■ Directive: Copy the data below line for line, changing nothing. Leave out the pictures.

■ Raw data:
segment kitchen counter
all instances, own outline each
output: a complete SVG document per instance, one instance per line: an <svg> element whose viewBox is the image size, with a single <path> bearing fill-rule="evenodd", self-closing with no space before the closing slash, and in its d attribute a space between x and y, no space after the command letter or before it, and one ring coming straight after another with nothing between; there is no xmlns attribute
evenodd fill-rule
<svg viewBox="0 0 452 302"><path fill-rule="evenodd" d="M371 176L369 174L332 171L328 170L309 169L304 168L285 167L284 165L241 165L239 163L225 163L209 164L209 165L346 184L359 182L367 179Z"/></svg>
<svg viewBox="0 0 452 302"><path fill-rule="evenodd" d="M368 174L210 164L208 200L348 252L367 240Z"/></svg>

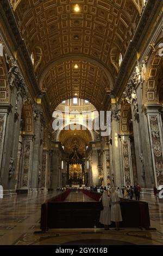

■ Output of the task:
segment kitchen counter
all instances, own outline each
output: a complete SVG document per instance, one instance per line: an <svg> element whose viewBox is the image size, with a single <path> bearing fill-rule="evenodd", self-closing with no space before the closing slash, and in its d attribute a space between x and y, no space after the command letter or before it, and one ring coming straight after another with nothing between; there is no xmlns attribute
evenodd fill-rule
<svg viewBox="0 0 452 302"><path fill-rule="evenodd" d="M371 176L369 174L332 171L328 170L309 169L304 168L285 167L284 165L241 165L239 163L225 163L209 164L209 165L346 184L359 182L367 179Z"/></svg>
<svg viewBox="0 0 452 302"><path fill-rule="evenodd" d="M368 174L210 164L208 200L348 252L367 240Z"/></svg>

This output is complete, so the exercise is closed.